:: Written exercise ::
Render the lines below as a numbered list, omitting any blank lines. Leave the pictures out of the list.

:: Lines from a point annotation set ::
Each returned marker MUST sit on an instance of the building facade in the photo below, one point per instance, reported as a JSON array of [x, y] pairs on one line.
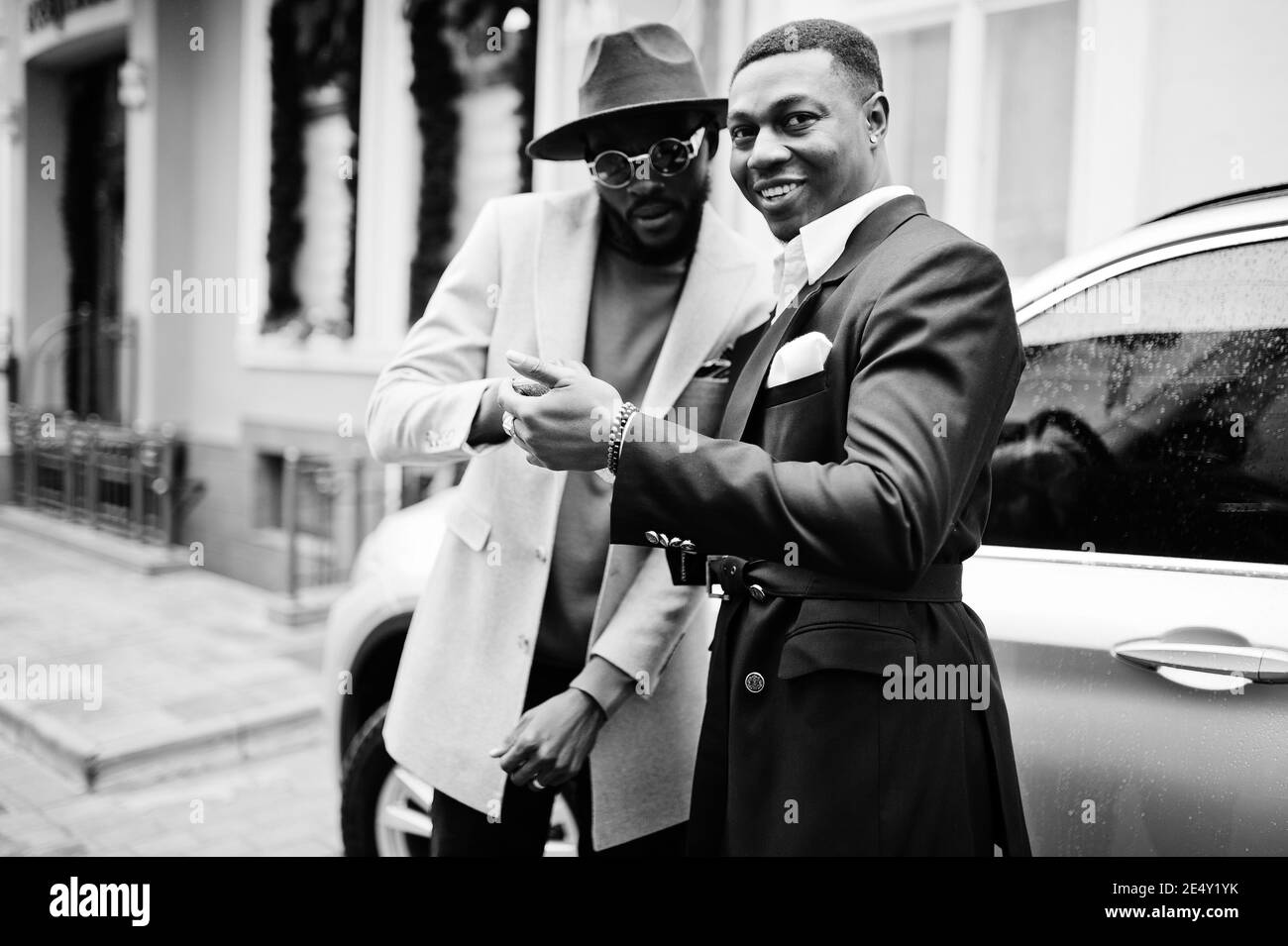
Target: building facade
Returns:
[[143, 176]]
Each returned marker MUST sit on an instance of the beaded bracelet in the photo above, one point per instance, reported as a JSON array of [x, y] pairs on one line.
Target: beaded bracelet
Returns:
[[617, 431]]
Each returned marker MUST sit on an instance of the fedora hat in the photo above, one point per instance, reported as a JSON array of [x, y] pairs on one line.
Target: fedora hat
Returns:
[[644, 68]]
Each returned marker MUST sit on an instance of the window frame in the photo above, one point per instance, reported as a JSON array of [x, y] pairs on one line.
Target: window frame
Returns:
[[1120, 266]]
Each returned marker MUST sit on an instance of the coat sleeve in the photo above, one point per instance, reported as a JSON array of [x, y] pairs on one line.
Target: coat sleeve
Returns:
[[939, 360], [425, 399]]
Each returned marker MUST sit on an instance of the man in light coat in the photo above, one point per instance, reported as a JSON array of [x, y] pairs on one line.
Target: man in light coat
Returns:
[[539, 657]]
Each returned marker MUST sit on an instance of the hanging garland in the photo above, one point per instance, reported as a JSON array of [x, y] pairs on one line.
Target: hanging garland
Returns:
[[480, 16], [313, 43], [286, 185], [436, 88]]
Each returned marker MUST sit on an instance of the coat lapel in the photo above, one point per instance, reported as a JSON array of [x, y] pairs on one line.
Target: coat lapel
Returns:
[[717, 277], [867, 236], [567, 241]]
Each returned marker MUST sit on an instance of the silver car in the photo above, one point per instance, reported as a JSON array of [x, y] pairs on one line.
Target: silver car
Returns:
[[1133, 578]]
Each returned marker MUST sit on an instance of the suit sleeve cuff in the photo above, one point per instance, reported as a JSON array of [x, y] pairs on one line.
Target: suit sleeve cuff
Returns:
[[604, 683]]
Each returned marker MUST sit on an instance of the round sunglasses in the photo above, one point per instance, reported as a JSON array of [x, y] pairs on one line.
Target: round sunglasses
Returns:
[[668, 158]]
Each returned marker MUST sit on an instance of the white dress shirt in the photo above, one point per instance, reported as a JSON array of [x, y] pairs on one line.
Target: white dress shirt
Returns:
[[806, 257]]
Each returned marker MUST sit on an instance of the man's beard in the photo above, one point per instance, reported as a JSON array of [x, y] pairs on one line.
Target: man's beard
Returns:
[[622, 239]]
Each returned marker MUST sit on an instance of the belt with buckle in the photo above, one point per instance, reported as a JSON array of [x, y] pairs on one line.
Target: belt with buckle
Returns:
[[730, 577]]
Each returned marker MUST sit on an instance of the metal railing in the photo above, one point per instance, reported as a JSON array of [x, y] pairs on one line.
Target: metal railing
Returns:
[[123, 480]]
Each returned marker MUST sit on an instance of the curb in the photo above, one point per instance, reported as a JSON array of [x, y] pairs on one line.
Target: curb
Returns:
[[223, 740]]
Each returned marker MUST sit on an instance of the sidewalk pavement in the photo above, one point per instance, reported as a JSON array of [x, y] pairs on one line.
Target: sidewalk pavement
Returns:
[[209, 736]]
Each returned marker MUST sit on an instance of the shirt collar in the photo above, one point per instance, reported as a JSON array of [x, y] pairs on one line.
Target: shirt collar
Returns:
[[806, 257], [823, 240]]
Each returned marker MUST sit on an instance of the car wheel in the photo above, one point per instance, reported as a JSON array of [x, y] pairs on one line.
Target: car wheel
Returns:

:: The result ::
1. Each returned marker MUST sit on an instance of the building facade in the photo below, one point per instance, reported as a JSON array of [x, y] pairs on one line.
2. Target: building facade
3. Returns:
4. [[143, 176]]
5. Each returned marker MUST sit on an instance of the beaded bracelet in the photo above, one point per instance, reported as a JSON array of [x, y] pairs on one line.
6. Target: beaded bracelet
7. Returns:
8. [[617, 431]]
9. Each returned marker MUST sit on an instance of the fedora hat in the photo above, one point per instance, reported as a JSON array of [x, y] pairs on one line.
10. Target: fedora hat
11. Returns:
12. [[644, 68]]
13. Each returned marker MUST sit on an instance of the window frame in the photo above, one point per instance, reported as a JSON array of [x, y] pairs on one line.
14. Target: window frame
15. Returns:
16. [[1120, 266]]
17. Each returned marker MUST sit on an instance of the coat sleeve in the photo above, one point per instance, reported as a JSON array of [x, y] pairs on one line.
18. Target: coat sleeve
19. Returns:
20. [[939, 360], [425, 399]]
21. Each returned marker MUST sit on an instance of the man in light coat in the photo above, one point per instance, reported as a JSON array of [x, y] pairs on one line.
22. Target: man in light coat
23. Returns:
24. [[539, 657]]
25. Each returned marker MUST sit on an instance of the hanging garland in the photo above, one point per instance, reported as a JSON array of [x, y] pairs on one line.
26. Target: hanging garland
27. Returns:
28. [[480, 16], [313, 43], [286, 185], [436, 88]]
29. Each returned marker MUST sit on an instance of the coat lapel in the photo above, one point per instance, reported as a JSON array of [x, y] pairs on one line.
30. Target: coat lapel
31. Returns:
32. [[717, 277], [867, 236], [567, 241]]
33. Each returned marker MUST sit on an instance of the silver car in the photo above, one point per instance, reported as a JSON array of [x, y] pairs on one line.
34. Target: silver car
35. Returns:
36. [[1133, 578]]
37. Each returned marker MUST sit on an instance of the suit sleeve cuff in the photo above, one point per instance, reported as a JSON array of [x, y] pairs on one line.
38. Target: suit sleeve cuff
39. Returns:
40. [[604, 683]]
41. Each returned marker MUST sit on an instance of the round sunglasses in the photo above, one point per instance, reported as a JSON array of [x, y] pairs on one line.
42. Target: round sunglasses
43. Returns:
44. [[668, 158]]
45. Each returned marker MUST sit on an instance of the white dress shirt in the photo above, one point per instance, reported as a JSON array of [x, y] pairs on one line.
46. Target: white dress shirt
47. Returns:
48. [[806, 257]]
49. Each returned marker MUST sit on an instance of the man's beard in the photo above, one point per instance, reported as a JSON array of [x, y] pairs on one line.
50. Target: man's beard
51. Returns:
52. [[622, 239]]
53. Each returned marker MUST sit on an instance of the belt with buckle in the photo above, one point per instance, reported as a JSON array of [x, y] pairs on one line.
54. Target: belt with buckle
55. Returns:
56. [[730, 577]]
57. Each returned marker MUST sit on an instance of the metal railing in the photo above, one point per instance, reported as a JSON array of [x, y] pairs on one line.
58. Target: metal railing
59. Returns:
60. [[123, 480]]
61. Each returned marker MUST sit on an instance of the curb in the photo above, one point per instance, reported as a JSON array of [x, y] pairs on one line.
62. Target: curb
63. Returns:
64. [[223, 740]]
65. Each returned marker MUST sit on an instance of the sidewalk pavement in the photo above, one point per instance, reported as a JSON array of [x, y] pairs on one line.
66. Target: sidewalk pavement
67. Returns:
68. [[209, 736]]
69. Each returned marker MUST sit on an instance of the shirt collar in the photo above, one point per instance, reported as a JSON array of [x, y] pairs on one line.
70. Target: shirt collar
71. Returns:
72. [[806, 257], [823, 240]]
73. Each returned marker MUST sit on an instance of the car wheel in the photo above, one point per instance, reported as a JSON array of [x, y] pairs on one line.
74. Target: car wheel
75. Returns:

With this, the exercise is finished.